START Supplied data

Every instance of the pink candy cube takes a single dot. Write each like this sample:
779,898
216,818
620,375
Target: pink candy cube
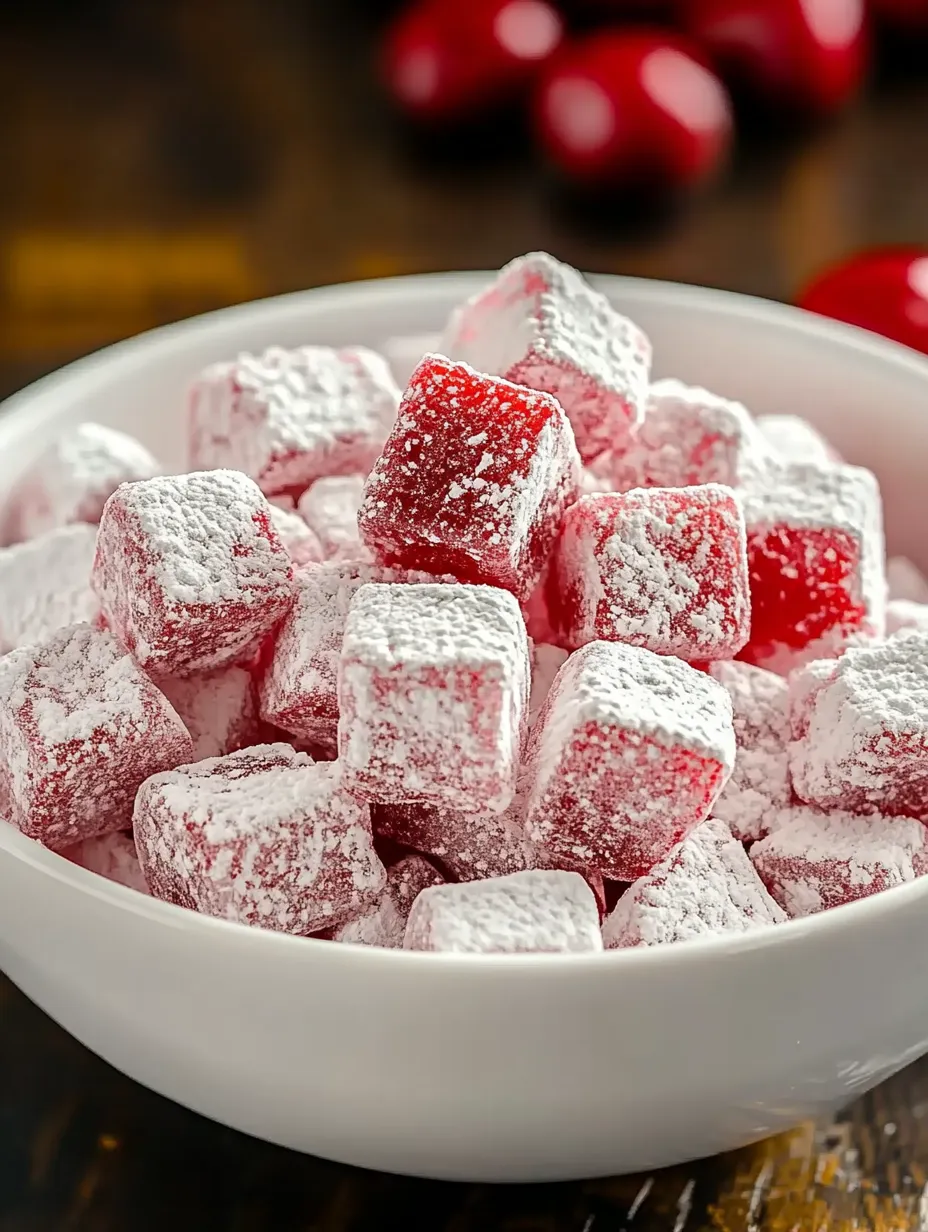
433,695
263,837
663,568
190,572
629,755
80,728
287,418
706,885
473,479
540,324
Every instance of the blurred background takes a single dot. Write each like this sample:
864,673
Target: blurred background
166,157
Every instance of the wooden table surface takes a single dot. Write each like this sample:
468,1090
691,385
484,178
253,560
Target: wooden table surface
159,159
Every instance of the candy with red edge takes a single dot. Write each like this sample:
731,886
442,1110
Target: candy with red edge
263,837
816,563
287,418
190,572
473,479
662,568
540,324
433,695
629,755
705,886
525,913
814,860
80,728
73,478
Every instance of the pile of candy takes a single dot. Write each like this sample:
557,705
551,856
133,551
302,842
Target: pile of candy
536,656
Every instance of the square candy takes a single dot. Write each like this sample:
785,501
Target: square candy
662,568
80,728
473,479
705,886
287,418
433,695
190,572
541,325
630,754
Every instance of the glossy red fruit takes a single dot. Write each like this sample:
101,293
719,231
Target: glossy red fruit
885,291
446,59
805,56
635,106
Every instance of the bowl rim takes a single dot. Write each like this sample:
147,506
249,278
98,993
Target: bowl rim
19,419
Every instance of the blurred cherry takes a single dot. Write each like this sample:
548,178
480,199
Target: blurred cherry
632,107
885,291
446,59
795,56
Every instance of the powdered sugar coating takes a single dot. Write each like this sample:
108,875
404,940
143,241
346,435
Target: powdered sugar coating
814,860
263,837
73,478
80,728
761,781
706,885
629,755
524,913
290,417
473,479
662,568
433,695
540,324
190,572
44,584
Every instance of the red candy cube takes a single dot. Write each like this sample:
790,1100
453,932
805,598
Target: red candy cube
662,568
287,418
815,558
814,860
540,324
473,479
706,885
80,728
263,837
525,913
190,572
629,755
433,695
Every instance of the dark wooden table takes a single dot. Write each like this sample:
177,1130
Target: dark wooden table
160,159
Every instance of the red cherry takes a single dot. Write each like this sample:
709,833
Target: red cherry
793,54
885,291
444,59
629,107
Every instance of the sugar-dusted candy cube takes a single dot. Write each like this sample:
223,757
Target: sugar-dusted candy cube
630,754
761,780
383,923
44,584
525,913
433,695
329,509
190,572
814,860
662,568
217,709
540,324
473,479
287,418
815,559
706,885
860,729
73,478
263,837
112,856
80,728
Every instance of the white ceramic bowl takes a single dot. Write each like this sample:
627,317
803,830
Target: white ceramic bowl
460,1067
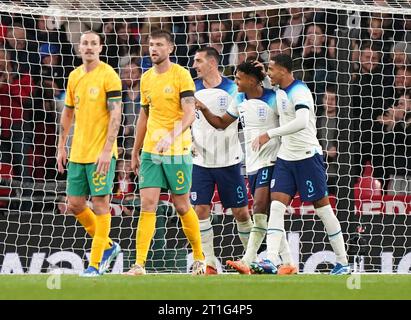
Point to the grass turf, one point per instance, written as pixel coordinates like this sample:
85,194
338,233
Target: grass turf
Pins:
187,287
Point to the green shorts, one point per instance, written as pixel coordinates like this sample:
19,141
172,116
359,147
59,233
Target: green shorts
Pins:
167,172
83,180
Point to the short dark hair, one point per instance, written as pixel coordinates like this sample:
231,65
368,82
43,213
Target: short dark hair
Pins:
283,60
161,33
210,52
100,38
249,68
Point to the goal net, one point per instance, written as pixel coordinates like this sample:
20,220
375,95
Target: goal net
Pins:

END Supplied data

### The problem
Print exactly the stretch of lines beginning with the one that holds "Point to the green" and ending at the last line above.

### Answer to this problem
Point to the green shorts, one point per instance, written as pixel coordinates like this sample:
19,141
172,116
359,147
59,233
Target: green shorts
Pins:
167,172
83,180
Point to the short dark hair, one point per instance, written as pixel coordinates like this sample:
231,65
368,82
43,213
Target: short dark hair
Pins:
283,60
161,33
210,52
100,38
249,68
Point to the goal net, one point per instance, written as pixel coordinates like this sample:
20,220
375,95
Target: goal net
Pins:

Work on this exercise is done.